:: Stated task ::
Please rewrite the data below, substituting "occurrence" for "instance" and leaving everything else unchanged.

### Supplied records ###

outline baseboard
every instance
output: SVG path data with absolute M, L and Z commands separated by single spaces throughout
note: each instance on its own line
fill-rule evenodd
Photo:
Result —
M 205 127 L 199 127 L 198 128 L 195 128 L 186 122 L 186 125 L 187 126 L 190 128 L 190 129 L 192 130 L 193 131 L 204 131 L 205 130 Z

###

:: Finished answer ::
outline baseboard
every occurrence
output: SVG path data with absolute M, L and Z commands separated by single spaces throughout
note: each occurrence on its own line
fill-rule evenodd
Photo:
Result —
M 205 127 L 199 127 L 198 128 L 195 128 L 186 122 L 186 125 L 187 126 L 190 128 L 190 129 L 192 130 L 193 131 L 204 131 L 205 130 Z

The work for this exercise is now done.